Referring expression pointing data
------------------------------------------------------------------------
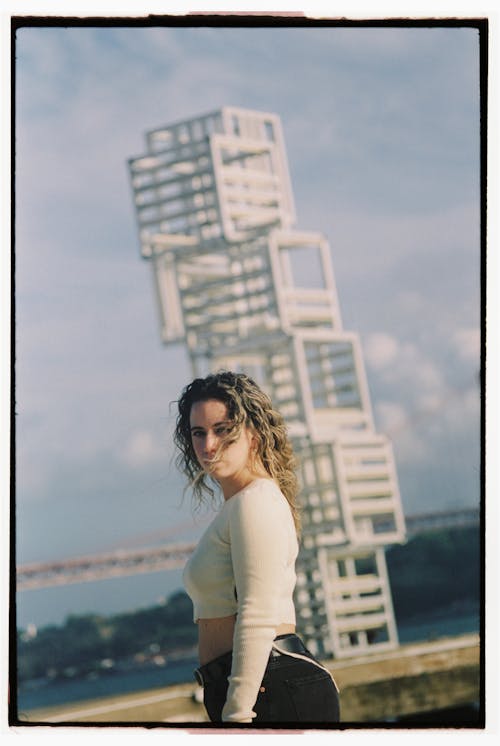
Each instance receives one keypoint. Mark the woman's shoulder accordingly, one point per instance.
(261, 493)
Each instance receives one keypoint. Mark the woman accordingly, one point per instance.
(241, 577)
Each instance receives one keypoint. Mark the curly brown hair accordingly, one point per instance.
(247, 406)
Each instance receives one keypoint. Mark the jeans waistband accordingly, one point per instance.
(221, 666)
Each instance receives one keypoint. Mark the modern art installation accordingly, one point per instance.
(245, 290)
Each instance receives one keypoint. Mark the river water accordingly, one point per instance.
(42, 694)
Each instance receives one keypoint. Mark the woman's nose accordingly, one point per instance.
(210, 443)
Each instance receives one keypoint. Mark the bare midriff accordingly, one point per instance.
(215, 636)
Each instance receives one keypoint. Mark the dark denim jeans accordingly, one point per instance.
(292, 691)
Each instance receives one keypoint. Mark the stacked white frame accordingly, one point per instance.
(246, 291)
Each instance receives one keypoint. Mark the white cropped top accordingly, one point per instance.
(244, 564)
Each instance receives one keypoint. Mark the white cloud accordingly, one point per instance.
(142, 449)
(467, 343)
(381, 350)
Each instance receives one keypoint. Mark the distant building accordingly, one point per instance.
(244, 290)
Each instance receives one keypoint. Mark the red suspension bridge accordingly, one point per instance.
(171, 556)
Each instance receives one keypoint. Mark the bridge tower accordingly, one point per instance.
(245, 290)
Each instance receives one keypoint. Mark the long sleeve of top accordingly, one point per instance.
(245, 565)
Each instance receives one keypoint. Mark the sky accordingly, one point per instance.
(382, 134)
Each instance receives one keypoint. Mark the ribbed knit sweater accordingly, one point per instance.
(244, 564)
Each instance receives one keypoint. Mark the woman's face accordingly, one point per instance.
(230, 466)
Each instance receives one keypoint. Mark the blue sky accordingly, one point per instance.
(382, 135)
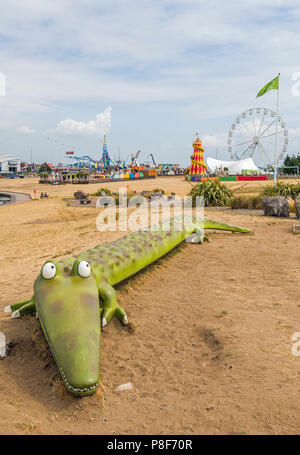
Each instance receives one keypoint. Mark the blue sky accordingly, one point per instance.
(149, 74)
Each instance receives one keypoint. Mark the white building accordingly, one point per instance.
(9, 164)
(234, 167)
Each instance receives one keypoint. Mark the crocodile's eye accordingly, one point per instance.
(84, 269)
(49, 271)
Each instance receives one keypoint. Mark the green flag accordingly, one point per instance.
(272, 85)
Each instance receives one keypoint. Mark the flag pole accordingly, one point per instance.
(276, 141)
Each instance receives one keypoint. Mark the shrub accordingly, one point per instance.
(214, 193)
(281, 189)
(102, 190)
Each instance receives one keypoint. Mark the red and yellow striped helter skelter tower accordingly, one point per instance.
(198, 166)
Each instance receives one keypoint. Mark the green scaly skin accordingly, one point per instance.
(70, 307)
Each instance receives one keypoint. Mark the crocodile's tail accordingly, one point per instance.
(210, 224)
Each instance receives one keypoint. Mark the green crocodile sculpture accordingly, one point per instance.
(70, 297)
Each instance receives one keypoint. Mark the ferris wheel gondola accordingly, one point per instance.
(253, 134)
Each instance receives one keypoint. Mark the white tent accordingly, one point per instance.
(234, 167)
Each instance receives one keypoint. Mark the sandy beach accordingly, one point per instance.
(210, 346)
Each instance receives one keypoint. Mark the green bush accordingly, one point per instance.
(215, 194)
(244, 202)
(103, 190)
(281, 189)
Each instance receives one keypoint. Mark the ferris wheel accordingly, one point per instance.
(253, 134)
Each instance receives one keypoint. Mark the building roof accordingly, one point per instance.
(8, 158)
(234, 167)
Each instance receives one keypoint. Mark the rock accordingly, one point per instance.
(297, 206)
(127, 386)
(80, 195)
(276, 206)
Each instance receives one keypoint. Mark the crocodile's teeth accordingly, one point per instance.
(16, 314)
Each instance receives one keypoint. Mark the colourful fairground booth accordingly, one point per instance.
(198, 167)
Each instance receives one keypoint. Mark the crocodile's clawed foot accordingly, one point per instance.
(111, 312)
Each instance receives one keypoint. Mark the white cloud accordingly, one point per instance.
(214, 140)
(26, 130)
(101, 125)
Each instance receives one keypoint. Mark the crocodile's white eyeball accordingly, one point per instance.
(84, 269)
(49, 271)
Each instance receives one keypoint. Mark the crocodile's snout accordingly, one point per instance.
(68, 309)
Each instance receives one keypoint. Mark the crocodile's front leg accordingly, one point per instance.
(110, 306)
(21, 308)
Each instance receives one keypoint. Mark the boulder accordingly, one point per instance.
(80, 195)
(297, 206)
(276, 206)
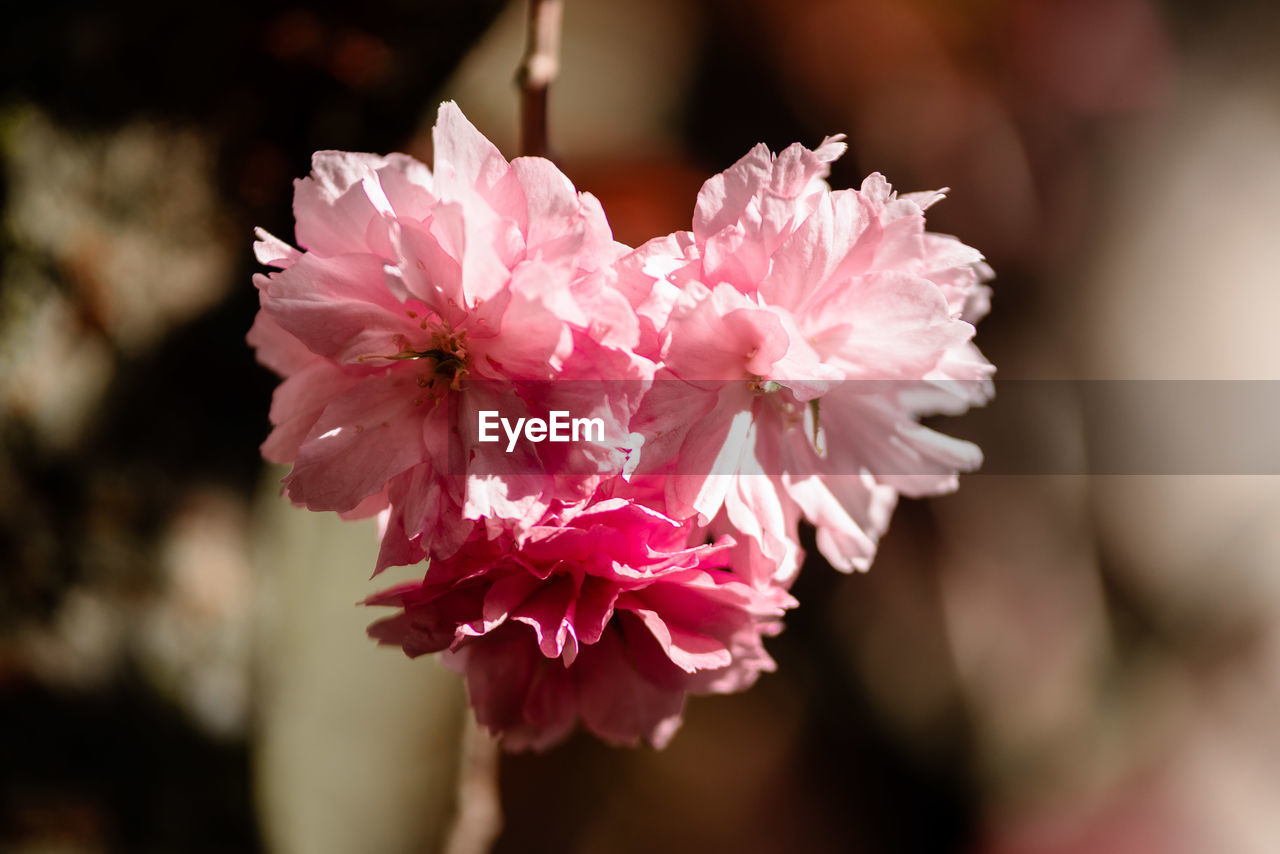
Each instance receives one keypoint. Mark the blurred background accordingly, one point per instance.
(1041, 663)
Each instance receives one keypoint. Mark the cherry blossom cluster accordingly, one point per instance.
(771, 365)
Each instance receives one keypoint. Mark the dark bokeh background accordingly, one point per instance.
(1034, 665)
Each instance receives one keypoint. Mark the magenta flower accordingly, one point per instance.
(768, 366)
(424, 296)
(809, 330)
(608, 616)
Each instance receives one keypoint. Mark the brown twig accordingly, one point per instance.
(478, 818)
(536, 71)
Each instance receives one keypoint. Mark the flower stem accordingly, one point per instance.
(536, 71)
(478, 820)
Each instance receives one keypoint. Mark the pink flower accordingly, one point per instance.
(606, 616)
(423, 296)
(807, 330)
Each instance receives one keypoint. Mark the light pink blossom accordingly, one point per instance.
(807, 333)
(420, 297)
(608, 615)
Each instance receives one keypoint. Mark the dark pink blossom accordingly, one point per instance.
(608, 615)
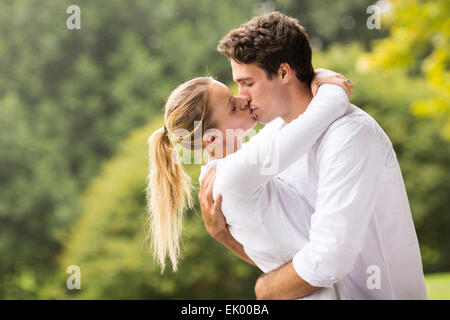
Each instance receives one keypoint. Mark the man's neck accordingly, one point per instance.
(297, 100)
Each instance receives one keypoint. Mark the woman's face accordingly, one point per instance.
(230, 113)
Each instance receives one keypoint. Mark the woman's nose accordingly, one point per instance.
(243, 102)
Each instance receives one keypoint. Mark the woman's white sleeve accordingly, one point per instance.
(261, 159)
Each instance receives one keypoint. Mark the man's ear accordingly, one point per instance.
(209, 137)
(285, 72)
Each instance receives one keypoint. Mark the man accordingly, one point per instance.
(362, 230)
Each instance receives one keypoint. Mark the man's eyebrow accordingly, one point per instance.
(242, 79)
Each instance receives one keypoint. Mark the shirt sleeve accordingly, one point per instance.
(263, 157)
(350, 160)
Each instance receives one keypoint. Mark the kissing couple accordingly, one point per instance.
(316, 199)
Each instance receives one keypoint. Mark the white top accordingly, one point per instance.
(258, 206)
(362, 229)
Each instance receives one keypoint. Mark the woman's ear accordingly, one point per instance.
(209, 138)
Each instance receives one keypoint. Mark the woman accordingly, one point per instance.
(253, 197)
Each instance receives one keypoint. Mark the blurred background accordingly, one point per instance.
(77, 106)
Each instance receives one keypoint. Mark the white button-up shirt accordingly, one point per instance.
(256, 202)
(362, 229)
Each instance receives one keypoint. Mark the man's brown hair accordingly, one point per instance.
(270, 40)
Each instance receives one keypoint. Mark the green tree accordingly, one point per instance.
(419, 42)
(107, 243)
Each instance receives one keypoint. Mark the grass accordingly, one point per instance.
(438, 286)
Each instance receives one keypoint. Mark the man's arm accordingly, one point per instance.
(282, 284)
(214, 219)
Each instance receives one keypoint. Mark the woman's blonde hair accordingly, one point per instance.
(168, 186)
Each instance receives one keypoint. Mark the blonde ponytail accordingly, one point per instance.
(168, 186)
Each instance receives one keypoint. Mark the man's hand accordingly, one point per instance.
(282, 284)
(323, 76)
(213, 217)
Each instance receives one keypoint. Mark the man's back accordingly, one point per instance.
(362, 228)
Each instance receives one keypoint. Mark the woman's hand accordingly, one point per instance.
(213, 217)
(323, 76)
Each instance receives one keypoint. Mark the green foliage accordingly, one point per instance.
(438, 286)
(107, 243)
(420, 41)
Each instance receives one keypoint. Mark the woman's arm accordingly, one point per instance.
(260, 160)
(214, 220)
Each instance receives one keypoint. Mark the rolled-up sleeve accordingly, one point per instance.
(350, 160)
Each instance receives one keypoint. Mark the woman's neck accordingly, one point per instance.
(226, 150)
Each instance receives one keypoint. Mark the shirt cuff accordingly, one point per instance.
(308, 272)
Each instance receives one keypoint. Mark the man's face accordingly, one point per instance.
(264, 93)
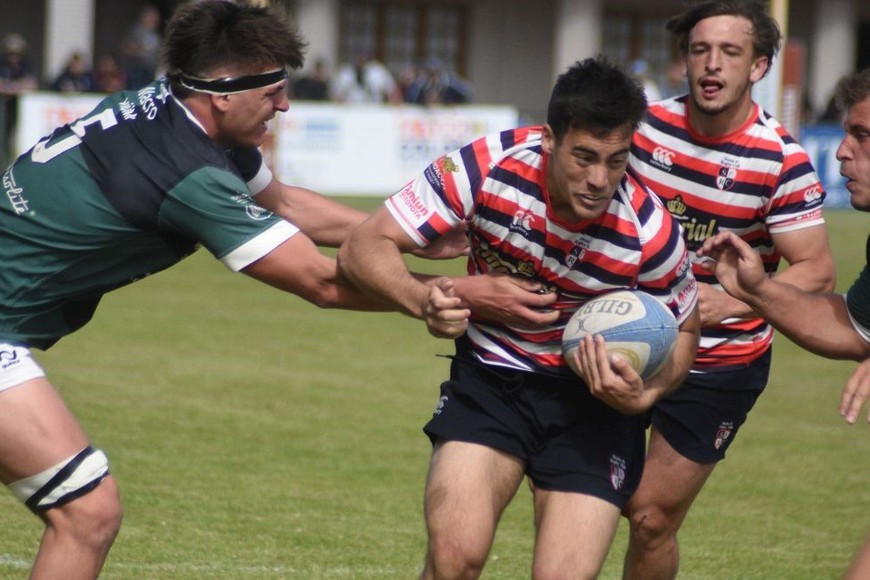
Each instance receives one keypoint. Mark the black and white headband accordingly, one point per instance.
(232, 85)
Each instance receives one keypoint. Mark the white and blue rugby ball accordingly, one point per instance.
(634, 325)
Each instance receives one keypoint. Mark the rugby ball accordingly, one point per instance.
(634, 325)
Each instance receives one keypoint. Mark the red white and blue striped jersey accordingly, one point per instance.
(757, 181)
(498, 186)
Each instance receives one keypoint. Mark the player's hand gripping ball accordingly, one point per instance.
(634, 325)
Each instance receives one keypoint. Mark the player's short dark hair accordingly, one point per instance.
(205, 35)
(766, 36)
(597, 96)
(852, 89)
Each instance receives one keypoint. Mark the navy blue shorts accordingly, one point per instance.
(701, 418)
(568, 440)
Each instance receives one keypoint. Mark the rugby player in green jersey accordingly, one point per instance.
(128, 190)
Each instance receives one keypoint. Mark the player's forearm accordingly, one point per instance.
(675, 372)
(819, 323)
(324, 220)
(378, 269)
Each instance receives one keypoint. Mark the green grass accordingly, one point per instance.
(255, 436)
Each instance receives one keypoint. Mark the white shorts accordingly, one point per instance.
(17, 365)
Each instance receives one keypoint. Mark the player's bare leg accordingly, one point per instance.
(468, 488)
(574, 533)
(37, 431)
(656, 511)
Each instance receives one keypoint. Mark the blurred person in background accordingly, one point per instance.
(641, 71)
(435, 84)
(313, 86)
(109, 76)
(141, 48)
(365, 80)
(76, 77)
------------------------------------------------------------------------
Your instructions
Only the lines from the one containing "Each instance receives one keypoint. Mark the blurred person" through the end of the records above belong in the output, each exactly as it stands, both ends included.

Task output
Each instance receives one keypoint. Mark the blurred person in background accordingly, one point per instance.
(641, 71)
(435, 84)
(313, 86)
(109, 76)
(141, 48)
(365, 80)
(76, 77)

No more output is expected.